__WORK TO BE COMPLETED__
Return each line of the material that contains the string "arch", matching case exactly.

__INPUT RECORDS__
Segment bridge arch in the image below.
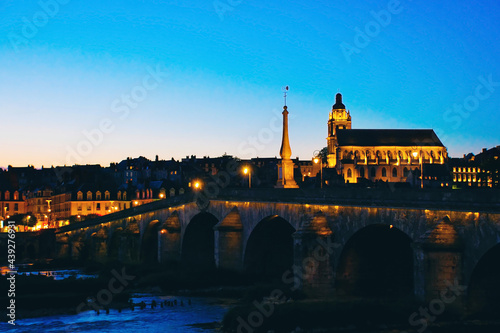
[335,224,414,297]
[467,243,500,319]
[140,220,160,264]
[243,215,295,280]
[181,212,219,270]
...
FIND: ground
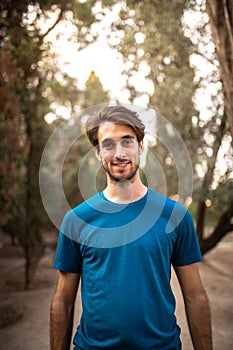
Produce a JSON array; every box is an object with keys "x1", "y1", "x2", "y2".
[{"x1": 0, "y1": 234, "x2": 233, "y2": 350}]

__WORKED ANSWER__
Segment bridge arch in the image below.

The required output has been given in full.